▶ _INFORMATION SHOWN_
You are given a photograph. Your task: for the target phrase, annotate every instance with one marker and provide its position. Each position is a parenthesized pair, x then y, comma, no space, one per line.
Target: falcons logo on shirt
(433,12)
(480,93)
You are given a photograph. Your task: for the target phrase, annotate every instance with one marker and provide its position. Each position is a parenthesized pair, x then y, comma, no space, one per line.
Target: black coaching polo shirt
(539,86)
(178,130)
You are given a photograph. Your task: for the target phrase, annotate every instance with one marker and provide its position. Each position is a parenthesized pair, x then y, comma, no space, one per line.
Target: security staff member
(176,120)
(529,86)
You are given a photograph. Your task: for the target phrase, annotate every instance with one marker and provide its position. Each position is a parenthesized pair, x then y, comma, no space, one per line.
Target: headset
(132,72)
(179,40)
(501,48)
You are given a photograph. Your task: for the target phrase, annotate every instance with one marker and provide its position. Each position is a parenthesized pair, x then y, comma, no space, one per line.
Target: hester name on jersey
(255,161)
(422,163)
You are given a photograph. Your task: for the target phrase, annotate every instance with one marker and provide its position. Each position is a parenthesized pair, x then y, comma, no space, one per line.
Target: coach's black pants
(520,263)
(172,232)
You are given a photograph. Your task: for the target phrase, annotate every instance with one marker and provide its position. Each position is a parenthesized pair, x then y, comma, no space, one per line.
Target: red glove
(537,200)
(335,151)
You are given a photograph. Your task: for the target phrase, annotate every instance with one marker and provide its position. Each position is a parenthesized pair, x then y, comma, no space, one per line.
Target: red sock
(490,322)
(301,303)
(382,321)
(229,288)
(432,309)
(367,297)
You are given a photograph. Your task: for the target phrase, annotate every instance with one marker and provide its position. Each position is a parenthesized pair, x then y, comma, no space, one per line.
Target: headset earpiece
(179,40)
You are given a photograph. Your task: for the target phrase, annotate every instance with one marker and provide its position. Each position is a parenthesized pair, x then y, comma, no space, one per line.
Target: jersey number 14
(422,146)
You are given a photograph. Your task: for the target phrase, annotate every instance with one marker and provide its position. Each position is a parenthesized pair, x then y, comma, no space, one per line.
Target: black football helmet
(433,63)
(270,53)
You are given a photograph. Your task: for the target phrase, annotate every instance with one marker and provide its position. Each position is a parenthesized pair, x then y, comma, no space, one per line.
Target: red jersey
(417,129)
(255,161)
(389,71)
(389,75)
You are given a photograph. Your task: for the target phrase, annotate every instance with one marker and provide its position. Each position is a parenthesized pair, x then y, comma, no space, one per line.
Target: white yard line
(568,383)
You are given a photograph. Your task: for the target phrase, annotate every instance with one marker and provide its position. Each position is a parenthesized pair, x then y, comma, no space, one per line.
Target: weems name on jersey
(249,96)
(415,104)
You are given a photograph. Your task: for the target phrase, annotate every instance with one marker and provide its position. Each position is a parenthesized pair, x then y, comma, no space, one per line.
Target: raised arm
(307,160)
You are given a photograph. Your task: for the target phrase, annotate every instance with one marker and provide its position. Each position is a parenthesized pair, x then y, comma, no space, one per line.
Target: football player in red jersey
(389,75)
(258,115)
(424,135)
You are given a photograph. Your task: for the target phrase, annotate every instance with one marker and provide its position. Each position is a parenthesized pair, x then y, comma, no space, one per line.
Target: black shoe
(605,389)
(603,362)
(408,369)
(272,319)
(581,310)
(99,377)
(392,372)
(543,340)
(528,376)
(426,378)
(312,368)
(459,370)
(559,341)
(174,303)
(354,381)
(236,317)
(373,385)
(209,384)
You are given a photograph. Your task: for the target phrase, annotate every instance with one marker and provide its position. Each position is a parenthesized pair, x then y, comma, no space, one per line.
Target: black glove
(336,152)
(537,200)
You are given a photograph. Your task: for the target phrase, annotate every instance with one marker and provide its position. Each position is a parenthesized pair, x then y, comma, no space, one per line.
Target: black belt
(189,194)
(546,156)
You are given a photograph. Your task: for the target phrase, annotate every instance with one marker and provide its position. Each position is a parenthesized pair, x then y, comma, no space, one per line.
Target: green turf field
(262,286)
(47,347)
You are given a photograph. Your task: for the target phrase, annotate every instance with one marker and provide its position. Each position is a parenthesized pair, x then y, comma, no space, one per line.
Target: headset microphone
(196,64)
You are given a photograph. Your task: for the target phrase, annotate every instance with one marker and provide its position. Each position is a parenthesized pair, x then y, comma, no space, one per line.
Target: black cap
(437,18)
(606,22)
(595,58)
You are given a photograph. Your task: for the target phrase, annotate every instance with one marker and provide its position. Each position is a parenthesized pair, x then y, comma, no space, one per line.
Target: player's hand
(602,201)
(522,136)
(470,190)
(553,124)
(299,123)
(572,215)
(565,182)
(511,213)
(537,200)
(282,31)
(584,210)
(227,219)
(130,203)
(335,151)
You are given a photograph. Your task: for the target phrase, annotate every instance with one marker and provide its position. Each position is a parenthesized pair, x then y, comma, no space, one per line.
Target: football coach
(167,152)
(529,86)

...

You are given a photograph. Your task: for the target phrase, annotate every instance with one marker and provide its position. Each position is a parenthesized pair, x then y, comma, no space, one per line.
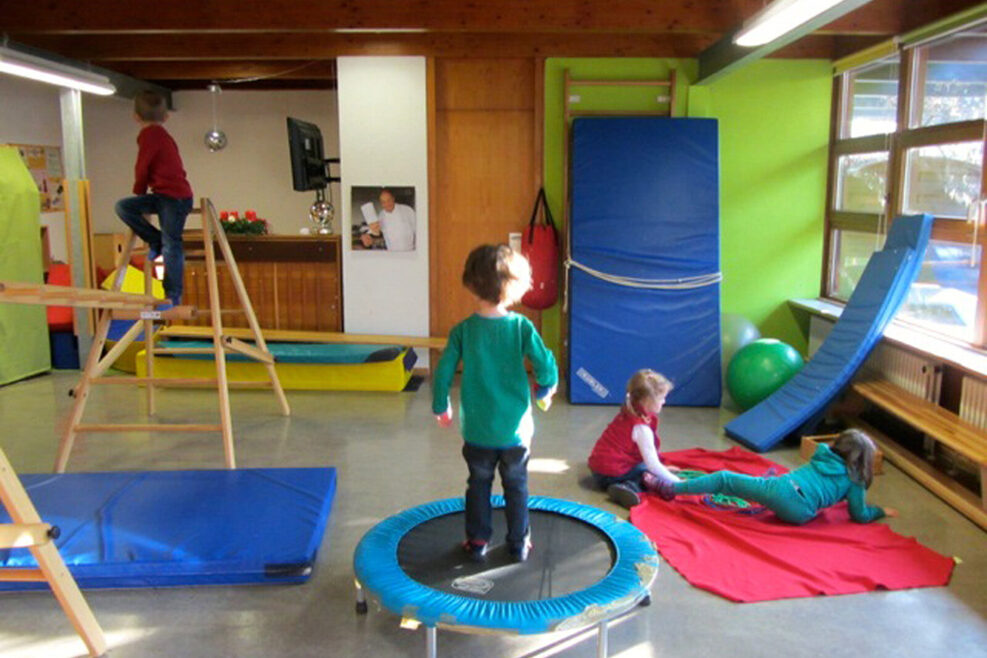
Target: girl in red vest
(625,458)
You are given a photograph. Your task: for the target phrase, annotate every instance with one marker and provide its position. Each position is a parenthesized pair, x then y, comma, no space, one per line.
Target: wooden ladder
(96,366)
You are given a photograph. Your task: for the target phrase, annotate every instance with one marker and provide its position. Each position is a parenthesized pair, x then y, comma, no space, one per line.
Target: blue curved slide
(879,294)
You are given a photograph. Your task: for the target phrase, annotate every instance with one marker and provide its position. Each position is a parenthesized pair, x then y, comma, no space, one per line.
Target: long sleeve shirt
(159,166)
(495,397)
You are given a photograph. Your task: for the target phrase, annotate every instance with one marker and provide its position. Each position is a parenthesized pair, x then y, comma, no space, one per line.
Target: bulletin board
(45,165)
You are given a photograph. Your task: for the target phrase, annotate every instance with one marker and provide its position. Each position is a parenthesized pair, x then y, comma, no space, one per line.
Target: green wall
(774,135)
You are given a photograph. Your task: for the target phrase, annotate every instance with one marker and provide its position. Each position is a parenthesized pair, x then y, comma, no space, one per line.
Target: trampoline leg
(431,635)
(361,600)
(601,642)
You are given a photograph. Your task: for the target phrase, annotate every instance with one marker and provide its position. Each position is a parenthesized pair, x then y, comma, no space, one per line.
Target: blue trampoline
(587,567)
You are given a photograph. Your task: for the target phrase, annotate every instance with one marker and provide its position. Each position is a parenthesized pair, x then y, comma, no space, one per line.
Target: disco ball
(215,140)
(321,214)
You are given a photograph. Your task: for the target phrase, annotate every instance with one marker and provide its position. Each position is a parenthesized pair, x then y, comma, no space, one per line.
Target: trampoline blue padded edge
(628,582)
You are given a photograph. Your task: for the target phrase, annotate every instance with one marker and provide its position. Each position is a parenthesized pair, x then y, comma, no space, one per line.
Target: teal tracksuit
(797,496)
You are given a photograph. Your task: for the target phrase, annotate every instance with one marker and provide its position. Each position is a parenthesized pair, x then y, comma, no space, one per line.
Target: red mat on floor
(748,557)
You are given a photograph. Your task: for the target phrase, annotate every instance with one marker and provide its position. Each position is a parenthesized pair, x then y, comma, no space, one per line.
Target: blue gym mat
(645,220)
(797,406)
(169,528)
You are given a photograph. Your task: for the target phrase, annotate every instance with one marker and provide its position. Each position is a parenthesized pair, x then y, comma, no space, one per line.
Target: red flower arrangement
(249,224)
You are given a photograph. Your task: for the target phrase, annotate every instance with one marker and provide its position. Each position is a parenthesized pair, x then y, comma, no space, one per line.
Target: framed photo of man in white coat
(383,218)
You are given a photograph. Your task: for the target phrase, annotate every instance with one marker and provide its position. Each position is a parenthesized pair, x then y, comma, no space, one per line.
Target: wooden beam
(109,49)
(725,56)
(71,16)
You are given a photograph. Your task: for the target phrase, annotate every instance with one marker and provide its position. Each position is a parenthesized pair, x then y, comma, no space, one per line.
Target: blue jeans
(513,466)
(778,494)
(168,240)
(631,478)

...

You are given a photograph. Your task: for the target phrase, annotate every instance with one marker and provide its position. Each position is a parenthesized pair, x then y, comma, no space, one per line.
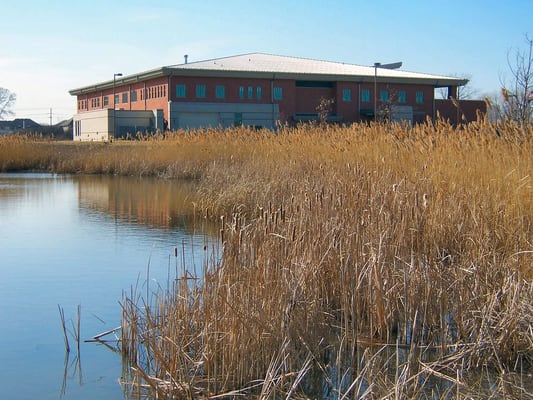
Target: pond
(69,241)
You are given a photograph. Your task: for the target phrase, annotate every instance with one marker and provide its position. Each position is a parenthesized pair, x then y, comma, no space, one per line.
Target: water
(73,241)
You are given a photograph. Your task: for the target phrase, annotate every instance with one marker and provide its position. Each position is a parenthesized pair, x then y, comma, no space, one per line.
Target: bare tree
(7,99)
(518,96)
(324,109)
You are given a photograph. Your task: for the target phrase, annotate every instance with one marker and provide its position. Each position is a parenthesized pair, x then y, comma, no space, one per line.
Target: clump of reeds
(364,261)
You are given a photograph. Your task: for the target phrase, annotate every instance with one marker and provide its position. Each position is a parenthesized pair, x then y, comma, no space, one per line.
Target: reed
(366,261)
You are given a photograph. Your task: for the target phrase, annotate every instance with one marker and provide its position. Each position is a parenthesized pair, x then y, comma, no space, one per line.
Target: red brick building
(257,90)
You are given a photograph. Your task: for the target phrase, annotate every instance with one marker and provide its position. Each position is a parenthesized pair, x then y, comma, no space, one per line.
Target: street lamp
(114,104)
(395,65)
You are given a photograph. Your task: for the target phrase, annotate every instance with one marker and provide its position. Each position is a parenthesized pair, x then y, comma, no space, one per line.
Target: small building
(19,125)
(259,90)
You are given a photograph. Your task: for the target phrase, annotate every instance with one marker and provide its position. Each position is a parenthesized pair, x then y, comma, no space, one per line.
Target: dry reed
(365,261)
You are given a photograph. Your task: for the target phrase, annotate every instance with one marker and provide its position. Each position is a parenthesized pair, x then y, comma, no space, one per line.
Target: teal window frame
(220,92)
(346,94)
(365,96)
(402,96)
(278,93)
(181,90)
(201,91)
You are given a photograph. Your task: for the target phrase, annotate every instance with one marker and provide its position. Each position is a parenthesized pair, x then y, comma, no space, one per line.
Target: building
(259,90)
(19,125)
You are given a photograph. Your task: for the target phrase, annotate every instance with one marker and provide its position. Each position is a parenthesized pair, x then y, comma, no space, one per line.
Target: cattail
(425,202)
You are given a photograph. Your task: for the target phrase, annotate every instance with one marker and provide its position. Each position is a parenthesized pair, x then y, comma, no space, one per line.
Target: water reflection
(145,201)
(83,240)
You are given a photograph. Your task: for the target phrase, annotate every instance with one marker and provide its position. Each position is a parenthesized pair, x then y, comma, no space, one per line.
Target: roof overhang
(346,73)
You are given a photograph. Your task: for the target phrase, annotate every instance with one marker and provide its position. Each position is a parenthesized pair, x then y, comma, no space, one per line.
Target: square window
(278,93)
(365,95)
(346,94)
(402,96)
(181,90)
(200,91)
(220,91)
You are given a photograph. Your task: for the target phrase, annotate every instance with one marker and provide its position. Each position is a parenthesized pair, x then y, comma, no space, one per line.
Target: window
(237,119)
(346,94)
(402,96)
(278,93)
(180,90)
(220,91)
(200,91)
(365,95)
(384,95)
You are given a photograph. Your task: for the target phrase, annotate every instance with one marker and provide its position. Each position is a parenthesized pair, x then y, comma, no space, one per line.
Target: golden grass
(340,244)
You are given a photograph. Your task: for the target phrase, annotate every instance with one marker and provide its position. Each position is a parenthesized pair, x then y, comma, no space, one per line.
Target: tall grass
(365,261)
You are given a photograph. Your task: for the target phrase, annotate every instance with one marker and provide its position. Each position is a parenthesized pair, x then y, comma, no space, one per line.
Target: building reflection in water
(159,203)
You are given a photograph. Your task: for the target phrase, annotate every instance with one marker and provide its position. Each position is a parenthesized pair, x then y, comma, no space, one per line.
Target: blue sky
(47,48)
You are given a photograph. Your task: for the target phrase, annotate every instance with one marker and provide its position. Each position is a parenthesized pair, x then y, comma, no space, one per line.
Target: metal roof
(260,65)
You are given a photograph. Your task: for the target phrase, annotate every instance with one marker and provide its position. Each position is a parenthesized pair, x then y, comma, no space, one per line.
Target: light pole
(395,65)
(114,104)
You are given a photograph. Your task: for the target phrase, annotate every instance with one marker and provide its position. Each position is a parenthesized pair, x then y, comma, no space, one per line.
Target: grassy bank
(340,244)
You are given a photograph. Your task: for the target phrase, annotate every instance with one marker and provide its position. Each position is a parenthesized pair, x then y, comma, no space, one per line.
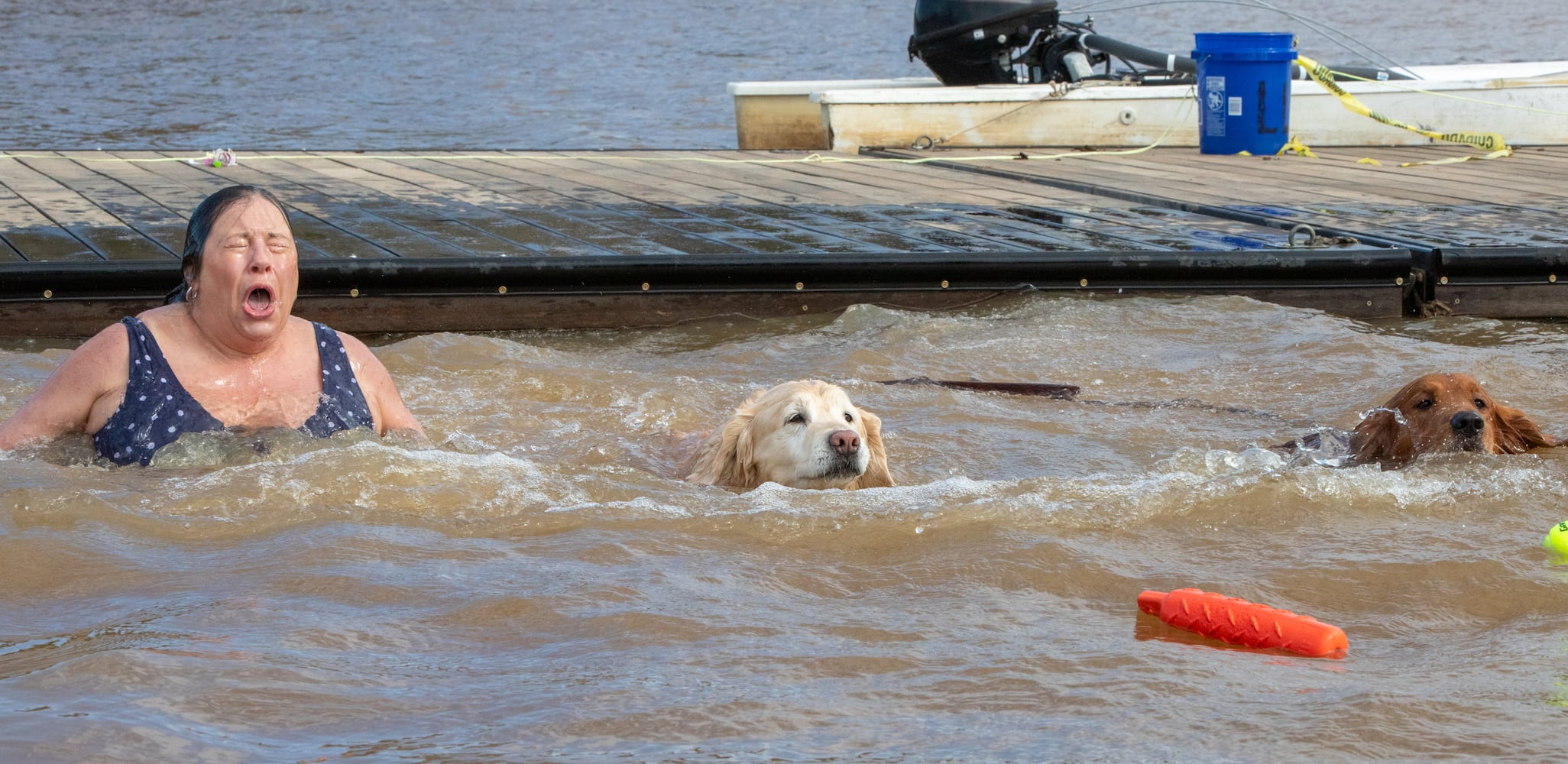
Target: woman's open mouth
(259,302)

▶ _WHAT TO DO_
Gather each line of the material above that contains the word "player" and copy those lines in full.

▶ _RESPONSE_
Target: football player in red jersey
Target: player's hand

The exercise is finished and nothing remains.